Entradas de un conjunto de datos
+--

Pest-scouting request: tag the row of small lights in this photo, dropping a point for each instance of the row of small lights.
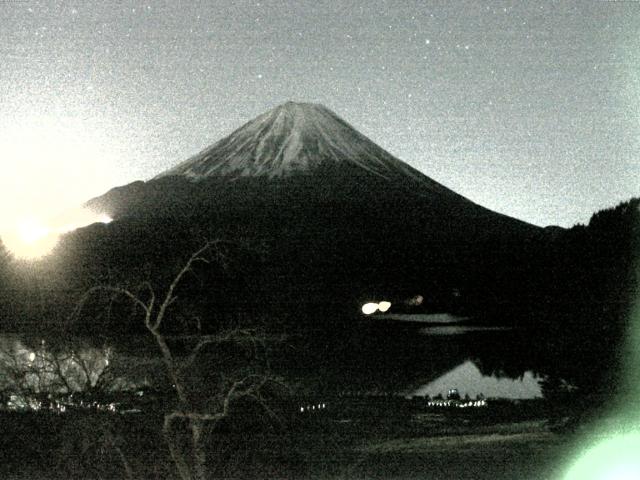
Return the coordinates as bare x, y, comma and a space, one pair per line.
36, 405
478, 403
372, 307
309, 408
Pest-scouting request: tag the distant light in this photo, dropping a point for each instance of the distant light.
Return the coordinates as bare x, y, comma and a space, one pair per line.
369, 308
384, 306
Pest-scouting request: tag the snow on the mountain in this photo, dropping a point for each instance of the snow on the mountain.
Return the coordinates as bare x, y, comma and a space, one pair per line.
295, 138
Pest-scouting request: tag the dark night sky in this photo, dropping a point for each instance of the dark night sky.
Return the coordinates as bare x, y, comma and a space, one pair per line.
529, 108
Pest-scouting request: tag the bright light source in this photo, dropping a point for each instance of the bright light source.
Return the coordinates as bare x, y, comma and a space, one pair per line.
369, 308
32, 238
384, 306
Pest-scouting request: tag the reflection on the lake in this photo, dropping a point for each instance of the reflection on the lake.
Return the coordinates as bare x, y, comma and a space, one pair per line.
469, 380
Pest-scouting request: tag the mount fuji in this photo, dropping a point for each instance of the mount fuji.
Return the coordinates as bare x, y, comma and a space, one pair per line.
337, 217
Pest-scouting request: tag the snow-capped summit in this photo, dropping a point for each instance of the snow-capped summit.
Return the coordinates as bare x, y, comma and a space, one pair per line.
290, 139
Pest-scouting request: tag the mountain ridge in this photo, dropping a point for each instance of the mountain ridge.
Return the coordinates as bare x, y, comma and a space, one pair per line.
296, 138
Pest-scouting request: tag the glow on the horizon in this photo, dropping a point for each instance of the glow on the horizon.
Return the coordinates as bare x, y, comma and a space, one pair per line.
51, 162
613, 459
31, 238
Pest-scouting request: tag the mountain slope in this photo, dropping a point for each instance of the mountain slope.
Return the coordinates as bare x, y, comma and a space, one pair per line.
295, 138
337, 218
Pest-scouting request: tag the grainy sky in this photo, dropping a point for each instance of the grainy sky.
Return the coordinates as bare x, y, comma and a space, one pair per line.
529, 108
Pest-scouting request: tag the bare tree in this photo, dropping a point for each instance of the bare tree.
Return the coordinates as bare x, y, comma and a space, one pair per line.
27, 373
191, 413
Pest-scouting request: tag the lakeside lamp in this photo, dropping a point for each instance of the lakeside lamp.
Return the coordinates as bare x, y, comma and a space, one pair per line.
384, 306
369, 308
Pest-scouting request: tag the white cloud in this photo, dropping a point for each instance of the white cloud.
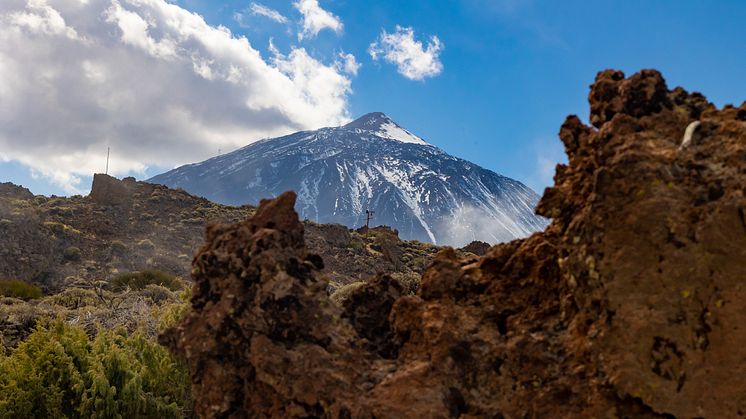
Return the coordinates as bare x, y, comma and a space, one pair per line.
348, 63
262, 10
315, 19
149, 79
412, 59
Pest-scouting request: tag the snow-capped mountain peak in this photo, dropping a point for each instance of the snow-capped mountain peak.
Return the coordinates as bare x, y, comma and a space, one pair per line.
373, 164
380, 125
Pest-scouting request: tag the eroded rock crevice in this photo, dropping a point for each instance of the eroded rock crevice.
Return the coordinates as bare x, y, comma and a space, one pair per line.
630, 304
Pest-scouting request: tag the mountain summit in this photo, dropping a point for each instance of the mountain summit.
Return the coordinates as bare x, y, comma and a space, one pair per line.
380, 125
373, 164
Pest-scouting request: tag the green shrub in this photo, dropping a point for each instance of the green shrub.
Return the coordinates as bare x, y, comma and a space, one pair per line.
157, 293
72, 253
73, 298
140, 280
60, 372
19, 289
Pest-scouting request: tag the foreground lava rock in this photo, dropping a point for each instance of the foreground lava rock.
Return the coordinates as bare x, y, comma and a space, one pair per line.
630, 304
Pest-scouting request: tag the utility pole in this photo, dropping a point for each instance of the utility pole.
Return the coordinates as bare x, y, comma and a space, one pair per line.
368, 217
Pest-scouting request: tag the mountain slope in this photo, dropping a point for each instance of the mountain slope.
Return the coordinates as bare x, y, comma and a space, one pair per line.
370, 164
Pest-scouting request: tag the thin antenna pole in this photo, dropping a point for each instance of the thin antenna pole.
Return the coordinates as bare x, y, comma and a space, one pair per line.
368, 217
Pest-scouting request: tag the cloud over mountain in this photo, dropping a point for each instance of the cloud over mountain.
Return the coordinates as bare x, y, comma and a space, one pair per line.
315, 19
411, 57
148, 78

+--

# Tarea pendiente:
Extrae sin cambios las líneas que comienzan en la que contiene "Pest-scouting request: tag the cloud" y siguen hasta el final de los ítems, incluidos ambos extremos.

# Respuesta:
Pest-scouting request: tag the cloud over mountain in this photo, dropping a point for each instance of the cloud over mountain.
Return the coordinates as bare x, y, comma and a space, one pair per line.
315, 19
411, 57
148, 78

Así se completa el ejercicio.